EXERCISE:
Return every entry exactly. Leave nothing out.

(Saved entries)
%%

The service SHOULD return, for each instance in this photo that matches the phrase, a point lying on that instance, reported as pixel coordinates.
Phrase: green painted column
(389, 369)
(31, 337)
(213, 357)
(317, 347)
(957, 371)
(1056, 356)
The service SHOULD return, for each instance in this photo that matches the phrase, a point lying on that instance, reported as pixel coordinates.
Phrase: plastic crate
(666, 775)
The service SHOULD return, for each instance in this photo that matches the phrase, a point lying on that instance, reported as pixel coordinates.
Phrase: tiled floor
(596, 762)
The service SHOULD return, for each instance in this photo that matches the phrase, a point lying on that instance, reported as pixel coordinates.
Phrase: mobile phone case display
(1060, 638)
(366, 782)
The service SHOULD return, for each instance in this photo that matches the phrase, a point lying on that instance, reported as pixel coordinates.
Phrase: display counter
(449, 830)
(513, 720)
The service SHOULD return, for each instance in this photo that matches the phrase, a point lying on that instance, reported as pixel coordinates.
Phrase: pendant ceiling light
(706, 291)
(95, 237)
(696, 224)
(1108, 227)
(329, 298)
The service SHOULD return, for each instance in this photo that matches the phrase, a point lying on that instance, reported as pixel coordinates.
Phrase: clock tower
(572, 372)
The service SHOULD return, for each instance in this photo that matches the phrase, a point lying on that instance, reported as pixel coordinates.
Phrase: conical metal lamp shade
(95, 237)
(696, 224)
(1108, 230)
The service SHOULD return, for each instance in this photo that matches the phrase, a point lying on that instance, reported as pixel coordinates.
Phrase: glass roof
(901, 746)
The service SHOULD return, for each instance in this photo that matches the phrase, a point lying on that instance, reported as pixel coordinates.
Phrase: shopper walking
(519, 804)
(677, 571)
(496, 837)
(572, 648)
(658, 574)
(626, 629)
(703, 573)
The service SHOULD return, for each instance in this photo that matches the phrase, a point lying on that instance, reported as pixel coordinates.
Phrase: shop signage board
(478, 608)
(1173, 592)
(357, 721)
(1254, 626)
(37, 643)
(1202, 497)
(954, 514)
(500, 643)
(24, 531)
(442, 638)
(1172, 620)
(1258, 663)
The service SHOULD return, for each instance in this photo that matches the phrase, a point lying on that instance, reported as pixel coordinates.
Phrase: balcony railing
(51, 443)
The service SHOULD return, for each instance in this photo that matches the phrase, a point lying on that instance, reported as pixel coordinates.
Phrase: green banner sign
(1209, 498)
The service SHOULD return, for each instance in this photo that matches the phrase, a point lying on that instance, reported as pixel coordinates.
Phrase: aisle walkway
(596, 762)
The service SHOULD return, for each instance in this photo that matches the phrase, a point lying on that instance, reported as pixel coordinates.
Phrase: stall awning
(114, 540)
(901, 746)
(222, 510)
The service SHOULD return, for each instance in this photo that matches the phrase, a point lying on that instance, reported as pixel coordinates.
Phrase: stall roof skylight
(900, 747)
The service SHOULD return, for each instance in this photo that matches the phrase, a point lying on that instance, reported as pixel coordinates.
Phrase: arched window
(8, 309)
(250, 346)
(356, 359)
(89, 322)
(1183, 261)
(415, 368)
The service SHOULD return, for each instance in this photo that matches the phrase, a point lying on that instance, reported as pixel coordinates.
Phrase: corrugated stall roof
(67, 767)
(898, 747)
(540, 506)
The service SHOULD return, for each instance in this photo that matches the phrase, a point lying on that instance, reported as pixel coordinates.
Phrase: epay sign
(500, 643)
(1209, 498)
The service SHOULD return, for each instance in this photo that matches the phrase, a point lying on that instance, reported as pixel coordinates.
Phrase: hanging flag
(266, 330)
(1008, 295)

%%

OUTPUT:
The service SHOULD return, for each instance in this photo that matches the phrase, a point lying on that instance, reported as pixel coordinates.
Phrase: green painted column
(389, 369)
(31, 337)
(213, 357)
(317, 347)
(957, 371)
(1056, 356)
The service SHOULD return, for each instance in this photo that matches the phrase, a point lying on that instance, reported as pixel coordinates.
Phrase: plastic crate
(666, 775)
The service SHOULD return, for each instance in this photo that matches the phrase, a point lying on that instance, reported as pixel coordinates.
Phrase: tiled floor
(596, 762)
The service SHOULD return, for each instance in this photo that matches the phrase, a point lying on that instance, reported as pixel coordinates.
Phrase: mobile phone case display
(1060, 638)
(366, 782)
The service SHOULD return, for each instance in this photo that matches the phrase, a point lying on that instance, reported as pixel coordinates.
Phrase: display counter
(449, 830)
(513, 720)
The service SHOULD return, for each instance in this photo that matches the phrase, a point lying on that instance, reported as pixel coordinates.
Phrase: pendant ceiling light
(706, 291)
(95, 237)
(696, 224)
(1108, 227)
(329, 298)
The service SHOULD return, for each instance in this photo that matches the phrase, a point lying on that instance, reported as pixel coordinates.
Phrase: clock tower
(572, 372)
The service SHOULD return, for each instance in this photo that matches the phrase, a point lying on that instance, reported as pixel coordinates.
Phrase: conical metal lamp shade
(95, 237)
(696, 224)
(1108, 230)
The service SHOULD return, for each instance in this photo that matches the phrase, a point lying on that instance, reported as pixel coordinates.
Phrase: glass roof
(901, 746)
The service SHOULD return, for each instance in this photo that matches the phrase, a point lying on that instance, reported as pixel coordinates.
Phrase: shopper walking
(519, 804)
(677, 571)
(496, 837)
(572, 648)
(658, 574)
(626, 629)
(703, 573)
The service SHOULD return, for each instance in this photo that matches the phrase, a point lying on that instance, reported as pixel coordinates.
Phrase: shop signage board
(478, 608)
(1173, 592)
(357, 721)
(1254, 626)
(37, 643)
(1202, 497)
(954, 514)
(500, 643)
(24, 531)
(442, 638)
(1172, 620)
(1258, 663)
The service SHOULD return, for each instance in this photo that matches the phrase, a point lying on that instance, reported as pixel coordinates.
Phrase: balcony railing
(51, 443)
The service SHOULD return, for each instance in this photo that matches the phrase, a point lying on that instance, reported as pixel coordinates.
Phrase: green banner sign
(1209, 498)
The service SHOULD return, for each instance in this photo that matches the phrase, a point lying on that instance, reported as pixel coordinates.
Phrase: aisle walkway
(596, 762)
The service SHOULD return, for each instance in this photo that matches the phrase, a point lying on that instance, reported as pixel coordinates.
Phrase: stall awning
(114, 540)
(901, 746)
(222, 510)
The service SHOULD return, for each instance in this photo that matches the phrase, a point lying on that instance, reported as pixel coordinates.
Phrase: stall roof skylight
(900, 747)
The service SHOULD return, for each instance in this photo that matches the phrase, a point lying on that instance, reported as pixel coordinates.
Phrase: arched window
(8, 309)
(250, 346)
(356, 359)
(89, 322)
(1183, 261)
(415, 368)
The service SHOULD return, for each instance in this photo that matches the phrase, a point lying on that instance, reported as pixel coordinates.
Phrase: corrugated stall roof
(67, 767)
(898, 747)
(540, 506)
The service SHOULD return, for each instance in this photo that matches the phrase, a point lying on that instance, reported as pixel coordinates.
Phrase: epay sign
(500, 643)
(1209, 498)
The service SHOULD return, for each instance in this photo that matches the phrase, a point lying on that instance, reported as pixel coordinates.
Phrase: hanging flag
(266, 330)
(1008, 295)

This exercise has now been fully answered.